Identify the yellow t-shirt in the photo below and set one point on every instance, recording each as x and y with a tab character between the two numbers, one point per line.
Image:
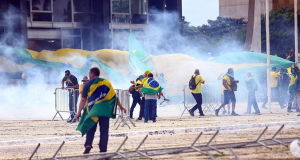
80	89
135	84
143	81
228	83
273	80
198	80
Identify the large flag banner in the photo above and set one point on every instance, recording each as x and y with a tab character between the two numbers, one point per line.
137	56
101	102
151	86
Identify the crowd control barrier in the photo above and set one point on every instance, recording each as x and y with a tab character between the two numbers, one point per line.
211	95
124	98
62	103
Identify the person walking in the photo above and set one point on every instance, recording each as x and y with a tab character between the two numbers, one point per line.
100	98
71	83
229	86
152	91
136	96
197	93
292	91
251	87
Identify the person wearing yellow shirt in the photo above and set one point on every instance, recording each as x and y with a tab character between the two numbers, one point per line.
136	95
141	115
229	95
197	93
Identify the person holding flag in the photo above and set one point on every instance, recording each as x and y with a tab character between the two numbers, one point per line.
152	91
99	99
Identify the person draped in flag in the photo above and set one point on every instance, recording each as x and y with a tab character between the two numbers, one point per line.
228	83
152	91
141	115
71	82
100	100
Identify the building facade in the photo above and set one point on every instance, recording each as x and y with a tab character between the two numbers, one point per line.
78	24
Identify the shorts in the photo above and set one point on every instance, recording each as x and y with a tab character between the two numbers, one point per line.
229	97
222	99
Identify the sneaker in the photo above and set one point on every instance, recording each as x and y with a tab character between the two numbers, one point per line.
71	121
234	114
217	112
224	111
191	113
87	150
264	107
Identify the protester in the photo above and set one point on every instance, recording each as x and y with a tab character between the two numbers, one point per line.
292	91
229	86
141	115
152	90
85	79
95	94
222	96
251	87
283	85
71	82
197	93
136	96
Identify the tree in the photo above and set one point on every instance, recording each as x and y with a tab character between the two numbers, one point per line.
281	31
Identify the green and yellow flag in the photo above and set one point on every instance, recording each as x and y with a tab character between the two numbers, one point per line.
101	102
151	86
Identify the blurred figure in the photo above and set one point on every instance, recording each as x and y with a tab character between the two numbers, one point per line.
222	96
136	96
71	82
84	79
229	86
197	93
292	91
252	88
163	83
283	85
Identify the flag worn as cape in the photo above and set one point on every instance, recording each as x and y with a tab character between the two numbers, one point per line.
101	101
137	56
151	86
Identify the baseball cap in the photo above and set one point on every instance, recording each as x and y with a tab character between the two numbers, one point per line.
67	72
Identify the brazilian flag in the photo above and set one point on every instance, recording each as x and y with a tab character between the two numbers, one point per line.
101	102
151	86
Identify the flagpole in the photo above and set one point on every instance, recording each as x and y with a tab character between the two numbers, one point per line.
296	31
268	54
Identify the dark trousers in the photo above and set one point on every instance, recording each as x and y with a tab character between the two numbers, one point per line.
73	95
104	127
142	104
275	94
150	105
136	100
252	101
198	98
293	98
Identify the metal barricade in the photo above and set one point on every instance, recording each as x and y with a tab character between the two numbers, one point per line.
173	92
62	103
211	94
124	98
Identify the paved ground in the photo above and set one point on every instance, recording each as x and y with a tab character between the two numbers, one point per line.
32	129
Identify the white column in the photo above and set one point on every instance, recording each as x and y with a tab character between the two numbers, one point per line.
296	31
268	54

+---+

- _Stated task_: Repeat only the stretch of lines that begins at the line containing "Identify the flagpole" and ends at the last line above, both included.

- _Written solution_:
Identify the flagpole in the photo above and set one point on every instance, recording each as x and y with a tab character between the two numbers, one point per line.
296	31
268	54
Identify the dark trousers in the photo above and set one point on every instance, recording each as x and y with a tab character between the two numbers, one point per line.
73	95
104	127
142	104
275	94
150	105
136	100
252	101
198	98
293	98
Identify the metal barricade in the photo above and set one point on every instance, recording each as x and y with a tab character between the two numbers, one point per line.
173	92
62	103
211	94
124	98
Identify the paved ground in the photo above and set one point on every instance, recording each as x and y with a tab character between the two numbers, one point per line.
32	129
Identify the white column in the photo above and set one point on every instance, recording each as x and y with a tab character between the two numbers, one point per line.
296	31
268	54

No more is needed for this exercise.